* _Gegebener Textauszug_:
──────
Ist ja auch völlig egal, aber das fiel mir auf Anhieb auf.´

Nochmals vielen dank für die wirklich hilfreichen Infos. 

Gruß
Sascha


----------



## LAC (29. September 2019)

@ MefoSchreck
Axel, du bist doch einer, der sich bestens auskennt wenn es um die fischerei oder angelei in dänemark geht.
Sehe gerade bei deinen eingestellten karten, daß die fischerei im unteren im bereich der esehäuser 
verboten ist - es soll auch dort etwas nördlich ein schild stehen - dieses wollte ich mir zwar ansehen, 
bin aber noch nicht dazu  gekommen, werde ich mir jedoch in den nächsten tagen, wenn ich auf hering gehe 
ansehen und lesen.
Als fischerei betrachte ich die privaten fischer, die reusen setzen. Die angler fangen zwar fische, 
sind aber keine nebenerwerbsfischer, die ein fischereischein haben um dort reusen bzw. netze zu stellen.
In den bereichen um die esehäuser, da angeln ja täglich kleinkinder mit ihren eltern von den 3 stegen, die 
dort sind - so sehe ich es immer von der straße. 
Wobei in den bereichen links und rechts von der straße, ich zwei drei stellen kenne, wo der held laicht.

Sind bei den schildern bzw. verbot die nebenerwerbsfischer gemeint oder der angler. Das ein generelles fangverbot vor 
flußmündungen ist, kennt ja jeder der in deutschland einen schein hat. Auch vor staustufen und brücken darf 
nicht geangelt werden - das ist in hvide sande ja auch etwas anders, da darf man z.b. von der südlichen seite
von dem geländer zum parkplatz angeln - was ja mit zur Staustufe zählt.
Würde mich freuen, wenn du mir etwas mehr mitteilen kannst.
Gruß Otto


----------



## MeFo-Schreck (30. September 2019)

Hallo Otto,
Also *so weit ich weiß*, gelten die in der Karte eingezeichneten Schongebiete (mit jeweils verlinkten Saison-Daten) erst mal sowohl für Angler als auch für Nebenwerwerbsfischer.
Der "Teufel" steckt wie so oft im Detail




Wenn ich das entsprechende Gebiet mal anklicke und mir dann auch dazu die verlinkten Gesetztestexte anschaue (siehe den eingezeichneten Pfeil--> https://www.retsinformation.dk/forms/R0710.aspx?id=160671 ) dann steht dazu in § 16
_*§ 16. Fiskeri er ikke tilladt ved Nymindegab i Nymindestrømmen mellem Sønder Klitvej/Vesterhavsvej og Gammelgabvej i perioden fra den 1. november til og med den 31. maj, jf. bilag 6.
──────
* _Vorliegende Einträge_:
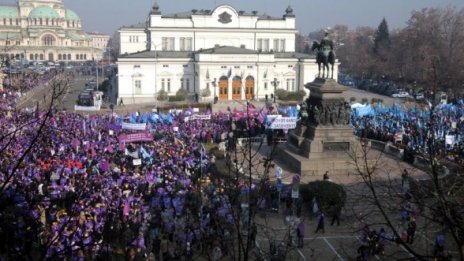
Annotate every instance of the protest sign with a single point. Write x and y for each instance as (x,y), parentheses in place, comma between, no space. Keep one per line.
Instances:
(276,122)
(143,136)
(200,117)
(134,126)
(137,162)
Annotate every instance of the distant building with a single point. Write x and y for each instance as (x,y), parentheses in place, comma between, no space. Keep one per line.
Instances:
(221,53)
(44,30)
(99,41)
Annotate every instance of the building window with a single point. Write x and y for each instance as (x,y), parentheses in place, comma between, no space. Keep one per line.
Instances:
(138,86)
(266,45)
(276,45)
(48,40)
(185,44)
(168,43)
(291,85)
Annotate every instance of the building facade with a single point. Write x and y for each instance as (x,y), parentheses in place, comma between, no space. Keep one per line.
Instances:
(44,30)
(221,53)
(99,41)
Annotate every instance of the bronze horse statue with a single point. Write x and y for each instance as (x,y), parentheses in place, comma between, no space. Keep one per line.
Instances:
(325,56)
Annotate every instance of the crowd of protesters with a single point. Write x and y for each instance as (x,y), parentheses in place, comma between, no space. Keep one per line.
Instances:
(73,189)
(415,129)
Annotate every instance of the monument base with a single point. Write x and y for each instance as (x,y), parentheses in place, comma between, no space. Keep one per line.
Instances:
(312,150)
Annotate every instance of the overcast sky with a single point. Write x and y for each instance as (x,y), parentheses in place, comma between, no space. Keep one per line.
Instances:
(106,16)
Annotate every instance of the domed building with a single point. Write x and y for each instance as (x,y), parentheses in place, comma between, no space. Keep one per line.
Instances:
(44,30)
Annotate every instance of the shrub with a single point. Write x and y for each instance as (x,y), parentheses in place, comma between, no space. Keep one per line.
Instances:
(330,196)
(162,95)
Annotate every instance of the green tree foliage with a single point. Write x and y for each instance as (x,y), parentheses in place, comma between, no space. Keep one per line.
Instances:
(382,37)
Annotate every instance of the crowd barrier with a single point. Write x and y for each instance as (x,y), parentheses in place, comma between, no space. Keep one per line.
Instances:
(253,140)
(398,153)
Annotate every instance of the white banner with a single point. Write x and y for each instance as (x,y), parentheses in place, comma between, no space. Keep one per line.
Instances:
(137,162)
(134,126)
(277,122)
(450,139)
(86,108)
(203,117)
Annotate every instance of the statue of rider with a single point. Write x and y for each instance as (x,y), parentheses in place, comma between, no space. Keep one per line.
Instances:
(326,43)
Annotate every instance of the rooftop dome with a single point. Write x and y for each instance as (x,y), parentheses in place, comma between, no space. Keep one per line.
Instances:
(9,12)
(43,12)
(70,15)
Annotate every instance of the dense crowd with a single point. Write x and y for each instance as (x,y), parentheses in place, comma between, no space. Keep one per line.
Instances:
(415,128)
(82,193)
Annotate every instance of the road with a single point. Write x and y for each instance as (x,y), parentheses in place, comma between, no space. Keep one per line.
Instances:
(42,94)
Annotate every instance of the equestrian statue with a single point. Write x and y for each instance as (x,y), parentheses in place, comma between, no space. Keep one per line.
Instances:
(325,56)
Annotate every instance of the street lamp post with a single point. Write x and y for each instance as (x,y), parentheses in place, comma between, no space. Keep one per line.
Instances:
(214,87)
(156,63)
(275,82)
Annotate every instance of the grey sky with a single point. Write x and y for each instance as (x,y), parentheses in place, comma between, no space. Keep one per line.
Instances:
(107,16)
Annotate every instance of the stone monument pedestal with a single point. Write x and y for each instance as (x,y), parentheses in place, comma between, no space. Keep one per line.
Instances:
(325,141)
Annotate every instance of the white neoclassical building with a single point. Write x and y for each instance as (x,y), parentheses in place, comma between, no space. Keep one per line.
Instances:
(44,30)
(231,53)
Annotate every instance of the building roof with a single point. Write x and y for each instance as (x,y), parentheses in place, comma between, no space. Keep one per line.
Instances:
(228,50)
(10,35)
(9,12)
(43,12)
(71,15)
(188,14)
(293,55)
(140,25)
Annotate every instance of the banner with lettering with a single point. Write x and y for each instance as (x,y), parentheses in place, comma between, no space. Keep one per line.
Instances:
(134,126)
(201,117)
(142,136)
(277,122)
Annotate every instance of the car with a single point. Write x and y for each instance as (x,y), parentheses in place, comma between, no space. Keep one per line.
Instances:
(401,94)
(419,96)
──────
* _Deine Aufgabe_: Schreibe den Forumstext über Fangverbote in Dänemark im Anschluss an seinen letzten Satz weiter.

* _Antwort zur Aufgabe_:
Stk. 2. Uanset stk. 1 er fiskeri med stang og snøre dog tilladt i det i stk. 1 nævnte område. Laks og ørred er i dette område fredet efter reglerne i § 2.*_
Das heisst, in dem dortigen benannten Gebiet ist Fischerei (Nebenwerwerbsfischerei) dort vom 1.November bis 31. Mai verboten. *Dennoch* ist die *Angelei *mit Schnur und Rute in dem beschrieben Gebiet zugelassen, natürlich abgesehen vom Fang von Lachs und MeFo die wie im ganzen sonstigen Ringköbing Fjord komplett geschont sind.
Im Klartext verstehe ich den Gesetzestext in § 16 nun so: Angelei mit Schnur und Rute ist dort erlaubt, Nebenerwerbsfischerei nur im Zeitraum 01.Juni bis 31.Oktober


----------



## LAC (2. Oktober 2019)

@MeFoschreck
Axel, ein Dank - Super! Genau so sehe ich es auch, die Angler können dort ihr Glück versuchen in dem angegebenen Zeitraum.
Trotzdem werde ich mir das Schild noch anschauen. Wenn dort das Angeln verboten wäre, dann müsste man bei den Esehäusern eine Tafel aufstellen, 
da ja kaum einer von den Anglern ein Boot hat.


----------



## longolier (7. Oktober 2019)

Was auch wichtig ist:
Beachtet die Schutzzonen!
zB. wurde jahrelang am Steg bei Nymindegab geangelt. Dort ist aber eine ganzjährige Schutzzone.

hier ein Link für die Schutzzonen in Dänemark:
https://kms.maps.arcgis.com/apps/webappviewer/index.html?id=5bd97e15c7d548b99640e28662e58a22


----------



## rippi (7. Oktober 2019)

Also bitte, guck doch mal 2 Beiträge über dir.


----------



## MeFo-Schreck (7. Oktober 2019)

longolier schrieb:


> Was auch wichtig ist:
> Beachtet die Schutzzonen!
> zB. wurde jahrelang am Steg bei Nymindegab geangelt. Dort ist aber eine ganzjährige Schutzzone.
> 
> ...


Das ist nur die halbe Wahrheit, das genau zu dem Schongebiet hatten wir gerade oben 
Wenn Du in der von Dir verlinkten Karte auf das Gebiet von Nymindegab klickst und dann auf "Weitere Informationen" gehst, kommst du auf genau den Gesetzestext, den ich 2 Posts weiter oben aufgelistet habe nämlich:

https://www.retsinformation.dk/forms/R0710.aspx?id=160671 ) dann steht dazu in § 16
_*§ 16. Fiskeri er ikke tilladt ved Nymindegab i Nymindestrømmen mellem Sønder Klitvej/Vesterhavsvej og Gammelgabvej i perioden fra den 1. november til og med den 31. maj, jf. bilag 6.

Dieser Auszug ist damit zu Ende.